━━ Text section
If you do want to stick with SVM-
This is a question that I keep coming back myself to and unfortunately have
forgotten more (and lost more literature) than I’ve retained.
I believe that the most easily parallelizable sections of libSVM for small
datasets are (for C-SVC(R), RBF and polynomial kernels):
1. The Kernel projections
2. The Hyper-Paramater grid search for C, \gamma (I believe this is now
included in LibSVM- I havent looked at it in a while)
3. For multi-class SVC: the concurrent computation of each SVM for each
one-against-one class vote.
I’m unfamiliar with any easily parallizable method for QP itself.
Unfortunately for (2), (3) this involves broadcasting the entire dataset out to
each node of a cluster (or working in a shared memory environment) so may not
be practical depending on the size of your data set. I’ve only ever
implemented (2) for relatively small datasets using MPI and and a with pure
java socket implementation.
Other approaches (further from simple LibSVM), which are more applicable to
large datasets (I’m less familiar with these):
4. Divide and conquer the QP/SMO problem and solve (As I’ve said, I’m
unfamiliar with this and I don’t know of any standard)
5. Break the training set into subsets and solve.
For (5) there are several approaches, two that I know of are ensemble
approaches and those that accumulate Support Vectors from each partition and
heuristically keep/reject them until the model converges. As well I’ve read
some just read some research on implementing this in map a MapReduce style[2].
━━━━
━━ Supplied information
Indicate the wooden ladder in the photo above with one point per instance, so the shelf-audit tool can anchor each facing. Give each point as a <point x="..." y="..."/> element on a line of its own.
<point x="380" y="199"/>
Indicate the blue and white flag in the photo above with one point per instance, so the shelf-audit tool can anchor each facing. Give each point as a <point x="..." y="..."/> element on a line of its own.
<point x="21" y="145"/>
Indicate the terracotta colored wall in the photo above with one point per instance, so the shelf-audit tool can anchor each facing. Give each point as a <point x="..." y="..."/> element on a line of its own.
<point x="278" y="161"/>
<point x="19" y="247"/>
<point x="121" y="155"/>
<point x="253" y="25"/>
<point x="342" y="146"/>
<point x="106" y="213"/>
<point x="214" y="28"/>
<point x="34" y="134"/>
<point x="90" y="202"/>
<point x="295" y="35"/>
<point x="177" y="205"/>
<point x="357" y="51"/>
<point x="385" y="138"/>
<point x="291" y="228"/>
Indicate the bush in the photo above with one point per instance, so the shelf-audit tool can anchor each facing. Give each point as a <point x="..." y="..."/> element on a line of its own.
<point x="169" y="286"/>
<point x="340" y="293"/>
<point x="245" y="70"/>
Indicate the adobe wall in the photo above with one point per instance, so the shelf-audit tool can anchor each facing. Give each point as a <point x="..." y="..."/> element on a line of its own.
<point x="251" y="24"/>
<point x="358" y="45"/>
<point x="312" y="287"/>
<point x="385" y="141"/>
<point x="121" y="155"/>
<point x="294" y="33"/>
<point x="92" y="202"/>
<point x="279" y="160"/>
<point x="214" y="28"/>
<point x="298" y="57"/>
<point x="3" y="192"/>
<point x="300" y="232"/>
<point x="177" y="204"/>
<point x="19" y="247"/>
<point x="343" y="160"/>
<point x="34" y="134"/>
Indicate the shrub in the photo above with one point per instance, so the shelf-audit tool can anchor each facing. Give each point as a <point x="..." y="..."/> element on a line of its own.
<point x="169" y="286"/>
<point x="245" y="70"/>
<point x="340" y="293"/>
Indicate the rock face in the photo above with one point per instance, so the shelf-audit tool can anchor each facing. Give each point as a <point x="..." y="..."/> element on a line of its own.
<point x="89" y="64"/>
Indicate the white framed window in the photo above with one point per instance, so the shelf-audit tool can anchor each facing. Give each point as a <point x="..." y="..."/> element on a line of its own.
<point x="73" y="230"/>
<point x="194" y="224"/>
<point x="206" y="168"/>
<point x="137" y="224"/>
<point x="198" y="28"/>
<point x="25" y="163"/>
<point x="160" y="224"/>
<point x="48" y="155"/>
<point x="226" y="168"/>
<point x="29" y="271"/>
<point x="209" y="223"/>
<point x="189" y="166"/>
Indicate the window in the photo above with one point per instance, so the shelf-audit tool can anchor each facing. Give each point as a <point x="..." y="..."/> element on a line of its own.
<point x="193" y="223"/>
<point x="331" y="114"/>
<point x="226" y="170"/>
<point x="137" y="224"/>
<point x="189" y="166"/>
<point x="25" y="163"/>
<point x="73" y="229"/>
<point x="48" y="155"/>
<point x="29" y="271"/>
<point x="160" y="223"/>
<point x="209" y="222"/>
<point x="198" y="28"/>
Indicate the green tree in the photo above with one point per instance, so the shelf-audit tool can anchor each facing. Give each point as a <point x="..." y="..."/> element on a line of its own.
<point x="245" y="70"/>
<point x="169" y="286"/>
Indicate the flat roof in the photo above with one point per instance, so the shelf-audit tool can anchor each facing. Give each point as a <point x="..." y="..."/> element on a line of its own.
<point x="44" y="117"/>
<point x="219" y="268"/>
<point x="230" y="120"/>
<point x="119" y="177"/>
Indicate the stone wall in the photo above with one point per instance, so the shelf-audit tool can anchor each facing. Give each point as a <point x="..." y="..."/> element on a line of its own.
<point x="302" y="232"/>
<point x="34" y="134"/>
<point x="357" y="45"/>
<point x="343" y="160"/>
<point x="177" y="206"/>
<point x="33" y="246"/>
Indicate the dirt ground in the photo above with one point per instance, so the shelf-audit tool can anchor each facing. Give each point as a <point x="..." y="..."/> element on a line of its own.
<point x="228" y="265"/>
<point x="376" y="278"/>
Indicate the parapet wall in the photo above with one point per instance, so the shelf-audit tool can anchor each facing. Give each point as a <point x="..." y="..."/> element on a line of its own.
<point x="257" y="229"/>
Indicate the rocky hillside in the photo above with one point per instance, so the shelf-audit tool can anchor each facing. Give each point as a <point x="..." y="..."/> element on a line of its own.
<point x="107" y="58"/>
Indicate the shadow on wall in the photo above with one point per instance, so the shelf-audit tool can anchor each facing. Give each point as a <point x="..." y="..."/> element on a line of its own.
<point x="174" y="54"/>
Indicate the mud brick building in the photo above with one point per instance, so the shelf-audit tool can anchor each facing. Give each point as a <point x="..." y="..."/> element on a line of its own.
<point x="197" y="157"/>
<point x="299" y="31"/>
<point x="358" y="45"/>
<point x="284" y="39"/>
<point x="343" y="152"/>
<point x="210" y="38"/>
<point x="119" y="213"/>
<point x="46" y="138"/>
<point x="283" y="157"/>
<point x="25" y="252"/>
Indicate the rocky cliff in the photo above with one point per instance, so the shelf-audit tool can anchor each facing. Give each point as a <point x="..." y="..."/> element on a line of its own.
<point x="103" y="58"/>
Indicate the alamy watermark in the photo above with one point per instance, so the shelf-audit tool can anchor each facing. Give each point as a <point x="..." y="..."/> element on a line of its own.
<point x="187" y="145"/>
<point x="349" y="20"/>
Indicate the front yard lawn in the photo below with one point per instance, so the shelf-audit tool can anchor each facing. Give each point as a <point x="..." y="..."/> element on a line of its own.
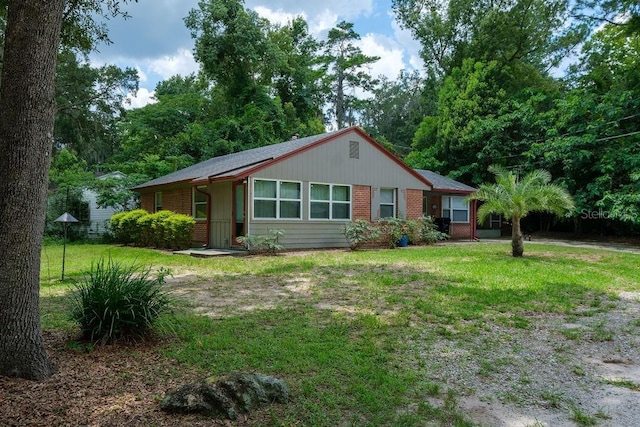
<point x="391" y="337"/>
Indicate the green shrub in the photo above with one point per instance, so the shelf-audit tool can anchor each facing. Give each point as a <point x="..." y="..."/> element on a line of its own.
<point x="114" y="226"/>
<point x="128" y="230"/>
<point x="360" y="232"/>
<point x="153" y="230"/>
<point x="114" y="301"/>
<point x="393" y="229"/>
<point x="428" y="232"/>
<point x="269" y="243"/>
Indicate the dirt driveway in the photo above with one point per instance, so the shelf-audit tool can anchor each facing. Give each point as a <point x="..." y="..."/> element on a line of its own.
<point x="535" y="377"/>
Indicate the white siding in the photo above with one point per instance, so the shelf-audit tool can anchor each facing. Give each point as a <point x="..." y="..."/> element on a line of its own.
<point x="333" y="163"/>
<point x="98" y="217"/>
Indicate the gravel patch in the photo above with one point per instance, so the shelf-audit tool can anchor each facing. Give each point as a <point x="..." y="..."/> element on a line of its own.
<point x="544" y="375"/>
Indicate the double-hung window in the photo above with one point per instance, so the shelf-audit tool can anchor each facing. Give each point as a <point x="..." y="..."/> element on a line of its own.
<point x="329" y="201"/>
<point x="199" y="203"/>
<point x="277" y="199"/>
<point x="157" y="201"/>
<point x="387" y="203"/>
<point x="456" y="208"/>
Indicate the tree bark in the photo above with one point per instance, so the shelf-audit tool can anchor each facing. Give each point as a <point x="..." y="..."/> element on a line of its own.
<point x="27" y="113"/>
<point x="517" y="243"/>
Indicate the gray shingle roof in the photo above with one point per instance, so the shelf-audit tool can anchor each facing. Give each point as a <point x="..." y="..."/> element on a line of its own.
<point x="442" y="183"/>
<point x="232" y="165"/>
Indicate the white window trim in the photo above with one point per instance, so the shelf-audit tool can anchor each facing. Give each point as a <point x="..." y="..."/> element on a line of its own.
<point x="277" y="199"/>
<point x="157" y="195"/>
<point x="451" y="209"/>
<point x="395" y="202"/>
<point x="194" y="203"/>
<point x="331" y="202"/>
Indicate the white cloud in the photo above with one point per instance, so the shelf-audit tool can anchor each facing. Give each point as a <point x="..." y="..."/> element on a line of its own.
<point x="387" y="49"/>
<point x="277" y="16"/>
<point x="182" y="63"/>
<point x="408" y="44"/>
<point x="142" y="98"/>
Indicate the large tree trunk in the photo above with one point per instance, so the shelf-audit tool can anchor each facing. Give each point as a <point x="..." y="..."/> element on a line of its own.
<point x="27" y="112"/>
<point x="517" y="243"/>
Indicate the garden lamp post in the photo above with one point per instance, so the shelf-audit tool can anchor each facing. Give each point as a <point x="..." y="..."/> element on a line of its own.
<point x="65" y="218"/>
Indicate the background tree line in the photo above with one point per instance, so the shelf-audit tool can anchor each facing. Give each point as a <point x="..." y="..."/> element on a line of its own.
<point x="495" y="89"/>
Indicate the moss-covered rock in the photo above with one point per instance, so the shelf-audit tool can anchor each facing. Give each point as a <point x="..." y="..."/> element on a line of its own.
━━━━
▶ **Objective 1**
From the post on parallelizing SVM above, extract the passage between "I believe that" and "for QP itself.", inclusive.
▶ **Objective 2**
Write the next part of the post on parallelizing SVM, picking up after its final sentence.

▶ **Task answer 1**
I believe that the most easily parallelizable sections of libSVM for small
datasets are (for C-SVC(R), RBF and polynomial kernels):
1. The Kernel projections
2. The Hyper-Paramater grid search for C, \gamma (I believe this is now
included in LibSVM- I havent looked at it in a while)
3. For multi-class SVC: the concurrent computation of each SVM for each
one-against-one class vote.
I’m unfamiliar with any easily parallizable method for QP itself.

▶ **Task answer 2**
I came across this paper [1] last night which you may find interesting as well
which is an interesting comparison of some SVM parallelization strategies,
particularly it discusses (1) for a shared memory environment and for
offloading work to GPUs (using OpenMP and CUDA). It also cites several other
nice papers discussing SVM parallelization strategies especially for (5). Also
then goes on to discuss more purely linear algebra approach to optimizing SVMs
(sec. 5)
Also regarding (5) you may be interested in [2] (something I’ve only looked
over briefly).
[1] http://arxiv.org/pdf/1404.1066v1.pdf
[2] http://arxiv.org/pdf/1301.0082.pdf
> From: [email protected]
> Date: Tue, 21 Oct 2014 17:32:22 -0700
> Subject: Re: Any idea which approaches to non-liniear svm are easily
> parallelizable?
> To: [email protected]
>
> Last I heard, the best methods pre-project and do linear SVM.
>
> Beyond that, I would guess that deep learning techniques would subsume
> non-linear SVM pretty easily. The best parallel implementation I know for
> that is in H2O.
>
>
>
> On Tue, Oct 21, 2014 at 4:12 PM, Dmitriy Lyubimov <[email protected]> wrote:
>
> > in particular, from libSVM --
> > http://www.csie.ntu.edu.tw/~cjlin/papers/libsvm.pdf ?
> >
> > thanks.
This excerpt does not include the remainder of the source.